Exercise prompt:
Starting at the line containing "Practice. Put a dot on the dark" and continuing through the end of the material, rewrite every line with each answer coordinate scaled by 0.4 and rounded to the nearest whole number, with halves rounded up. Reproduce all other text as it appears.

Point labeling dataset excerpts
++++++++++

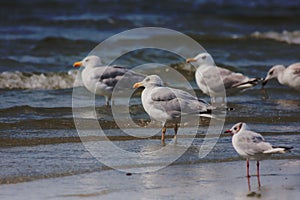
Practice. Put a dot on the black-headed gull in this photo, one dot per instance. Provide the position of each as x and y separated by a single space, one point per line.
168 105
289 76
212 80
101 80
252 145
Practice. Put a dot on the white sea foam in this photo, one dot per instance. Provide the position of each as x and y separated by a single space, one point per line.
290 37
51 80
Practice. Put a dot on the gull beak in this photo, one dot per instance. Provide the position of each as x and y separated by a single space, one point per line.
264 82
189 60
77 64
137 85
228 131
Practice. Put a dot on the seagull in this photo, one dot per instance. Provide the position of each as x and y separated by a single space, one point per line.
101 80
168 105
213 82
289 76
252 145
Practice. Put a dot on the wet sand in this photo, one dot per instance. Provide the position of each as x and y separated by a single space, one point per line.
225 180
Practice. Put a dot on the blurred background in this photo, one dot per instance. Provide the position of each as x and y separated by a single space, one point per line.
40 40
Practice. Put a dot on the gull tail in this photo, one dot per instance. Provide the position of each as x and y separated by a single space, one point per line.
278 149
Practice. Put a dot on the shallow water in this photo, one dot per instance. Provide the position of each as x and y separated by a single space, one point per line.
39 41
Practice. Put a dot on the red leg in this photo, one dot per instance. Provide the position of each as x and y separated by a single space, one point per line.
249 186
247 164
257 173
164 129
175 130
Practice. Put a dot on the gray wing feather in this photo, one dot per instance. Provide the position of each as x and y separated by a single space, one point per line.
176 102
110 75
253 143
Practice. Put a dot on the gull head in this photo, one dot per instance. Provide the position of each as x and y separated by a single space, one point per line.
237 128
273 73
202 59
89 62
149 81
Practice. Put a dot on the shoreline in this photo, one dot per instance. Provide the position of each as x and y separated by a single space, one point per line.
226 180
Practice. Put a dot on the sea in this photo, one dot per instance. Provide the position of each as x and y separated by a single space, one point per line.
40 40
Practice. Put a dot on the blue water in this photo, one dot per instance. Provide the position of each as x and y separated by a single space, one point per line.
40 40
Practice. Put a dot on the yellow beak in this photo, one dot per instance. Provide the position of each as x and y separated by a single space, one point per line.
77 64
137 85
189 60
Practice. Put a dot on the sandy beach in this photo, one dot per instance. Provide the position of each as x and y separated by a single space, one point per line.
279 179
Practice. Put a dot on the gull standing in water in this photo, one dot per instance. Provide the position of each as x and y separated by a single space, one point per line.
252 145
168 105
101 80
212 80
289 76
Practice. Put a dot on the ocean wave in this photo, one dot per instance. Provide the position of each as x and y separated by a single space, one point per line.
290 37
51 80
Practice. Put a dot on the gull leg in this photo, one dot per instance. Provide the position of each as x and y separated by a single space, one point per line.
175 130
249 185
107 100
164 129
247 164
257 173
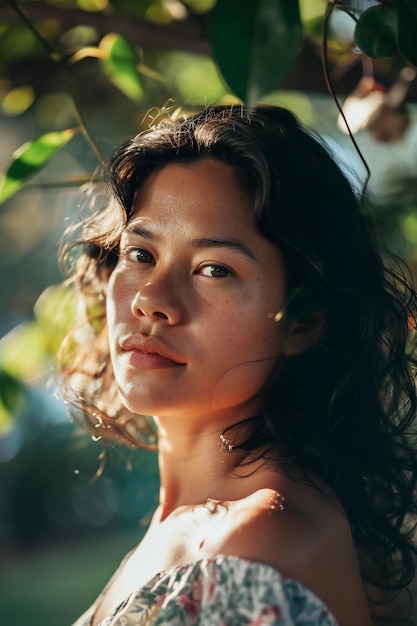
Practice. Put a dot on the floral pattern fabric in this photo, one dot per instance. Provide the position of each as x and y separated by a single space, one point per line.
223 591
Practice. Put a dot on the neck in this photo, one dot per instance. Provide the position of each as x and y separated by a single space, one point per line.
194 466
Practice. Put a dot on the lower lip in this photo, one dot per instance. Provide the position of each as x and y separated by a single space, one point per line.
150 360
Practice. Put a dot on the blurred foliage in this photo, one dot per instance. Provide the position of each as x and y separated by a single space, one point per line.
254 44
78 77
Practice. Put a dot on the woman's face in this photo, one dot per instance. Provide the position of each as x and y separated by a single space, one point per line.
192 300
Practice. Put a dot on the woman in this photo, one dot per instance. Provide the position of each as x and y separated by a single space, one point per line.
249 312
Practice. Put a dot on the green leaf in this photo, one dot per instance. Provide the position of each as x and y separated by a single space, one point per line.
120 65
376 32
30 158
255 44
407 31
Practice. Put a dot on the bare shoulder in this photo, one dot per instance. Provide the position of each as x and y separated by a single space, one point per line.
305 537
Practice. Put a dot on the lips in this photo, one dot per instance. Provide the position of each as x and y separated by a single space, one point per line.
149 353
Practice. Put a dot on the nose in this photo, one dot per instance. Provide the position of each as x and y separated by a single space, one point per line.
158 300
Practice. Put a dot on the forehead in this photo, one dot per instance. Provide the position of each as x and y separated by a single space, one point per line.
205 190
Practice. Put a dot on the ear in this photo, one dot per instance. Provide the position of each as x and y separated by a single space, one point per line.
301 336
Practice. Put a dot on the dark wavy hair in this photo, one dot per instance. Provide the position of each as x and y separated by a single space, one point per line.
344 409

++++++++++

Response to the task:
Practice. Put a dot on the dark wavy hair in this photo, one dot per instance. Provide the position of each as x and y separated by a single space, one point per line.
138 164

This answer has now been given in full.